§ Task
Copy out only the span from the line with "Detect every instance of metal railing." to the end of the data, both ends kept, word for word.

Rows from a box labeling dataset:
────
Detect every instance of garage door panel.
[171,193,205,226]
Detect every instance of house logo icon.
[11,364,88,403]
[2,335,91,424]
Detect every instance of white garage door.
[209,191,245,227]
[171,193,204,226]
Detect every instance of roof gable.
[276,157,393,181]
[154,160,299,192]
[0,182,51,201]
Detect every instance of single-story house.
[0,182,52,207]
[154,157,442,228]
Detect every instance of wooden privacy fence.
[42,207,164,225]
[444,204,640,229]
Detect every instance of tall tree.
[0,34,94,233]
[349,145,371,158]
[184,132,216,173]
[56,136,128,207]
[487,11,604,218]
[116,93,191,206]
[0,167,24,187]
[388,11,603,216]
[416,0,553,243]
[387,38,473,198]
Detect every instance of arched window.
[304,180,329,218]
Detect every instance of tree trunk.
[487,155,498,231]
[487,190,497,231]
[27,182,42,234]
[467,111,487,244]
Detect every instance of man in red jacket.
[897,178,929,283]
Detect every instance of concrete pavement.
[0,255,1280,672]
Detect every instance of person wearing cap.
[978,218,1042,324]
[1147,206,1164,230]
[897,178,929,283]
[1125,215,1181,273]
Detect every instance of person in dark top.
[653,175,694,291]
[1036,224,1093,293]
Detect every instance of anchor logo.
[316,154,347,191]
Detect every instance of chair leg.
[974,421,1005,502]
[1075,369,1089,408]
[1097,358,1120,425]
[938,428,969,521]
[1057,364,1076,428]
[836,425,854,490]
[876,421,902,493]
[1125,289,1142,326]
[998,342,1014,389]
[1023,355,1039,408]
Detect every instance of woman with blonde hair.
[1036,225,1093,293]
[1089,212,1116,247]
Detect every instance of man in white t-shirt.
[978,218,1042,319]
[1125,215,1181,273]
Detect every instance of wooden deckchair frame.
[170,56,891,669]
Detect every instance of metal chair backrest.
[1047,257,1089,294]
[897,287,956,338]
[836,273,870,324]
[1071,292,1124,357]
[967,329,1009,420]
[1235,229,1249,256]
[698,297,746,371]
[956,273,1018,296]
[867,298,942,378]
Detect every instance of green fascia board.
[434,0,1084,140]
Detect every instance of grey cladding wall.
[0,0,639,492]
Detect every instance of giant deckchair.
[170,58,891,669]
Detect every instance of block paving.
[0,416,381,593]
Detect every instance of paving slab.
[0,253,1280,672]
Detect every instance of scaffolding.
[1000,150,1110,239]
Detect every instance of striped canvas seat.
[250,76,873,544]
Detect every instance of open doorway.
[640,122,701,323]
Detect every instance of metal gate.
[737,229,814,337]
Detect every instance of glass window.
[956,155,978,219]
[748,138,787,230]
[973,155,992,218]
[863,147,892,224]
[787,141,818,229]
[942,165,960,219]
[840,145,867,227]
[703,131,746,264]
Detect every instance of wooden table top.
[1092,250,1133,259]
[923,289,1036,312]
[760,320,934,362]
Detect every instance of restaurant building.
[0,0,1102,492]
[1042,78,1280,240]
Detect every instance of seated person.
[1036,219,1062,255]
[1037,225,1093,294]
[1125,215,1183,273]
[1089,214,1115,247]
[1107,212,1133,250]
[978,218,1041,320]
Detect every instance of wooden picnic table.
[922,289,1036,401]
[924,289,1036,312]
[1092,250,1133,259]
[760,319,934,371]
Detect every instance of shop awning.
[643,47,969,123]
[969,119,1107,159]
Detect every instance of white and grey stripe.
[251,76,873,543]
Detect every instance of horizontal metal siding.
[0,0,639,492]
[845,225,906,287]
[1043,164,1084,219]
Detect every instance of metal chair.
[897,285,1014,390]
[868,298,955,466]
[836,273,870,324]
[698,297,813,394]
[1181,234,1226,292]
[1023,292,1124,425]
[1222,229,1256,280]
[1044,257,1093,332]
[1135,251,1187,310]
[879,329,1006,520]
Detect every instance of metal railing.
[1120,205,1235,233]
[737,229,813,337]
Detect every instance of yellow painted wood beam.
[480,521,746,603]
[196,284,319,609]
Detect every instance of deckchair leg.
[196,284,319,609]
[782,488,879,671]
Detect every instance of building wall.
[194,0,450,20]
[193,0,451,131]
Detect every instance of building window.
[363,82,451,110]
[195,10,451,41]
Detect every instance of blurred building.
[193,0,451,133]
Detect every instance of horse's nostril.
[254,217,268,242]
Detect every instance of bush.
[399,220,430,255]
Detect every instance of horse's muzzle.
────
§ Written response
Detect every instance of metal railing.
[1120,205,1235,233]
[737,229,813,337]
Detect every instance of yellow painted wood beam.
[480,521,746,603]
[196,284,319,609]
Detect every instance of deckchair leg.
[196,284,319,609]
[782,488,879,671]
Detect every instance of building wall.
[194,0,450,20]
[193,0,451,131]
Detect every instance of building window.
[363,82,451,110]
[195,10,451,41]
Detect every instance of blurred building.
[193,0,451,133]
Detect every instance of horse's nostril.
[254,217,268,242]
Detect every instance of bush.
[399,220,430,255]
Detect every instance of horse's muzzle.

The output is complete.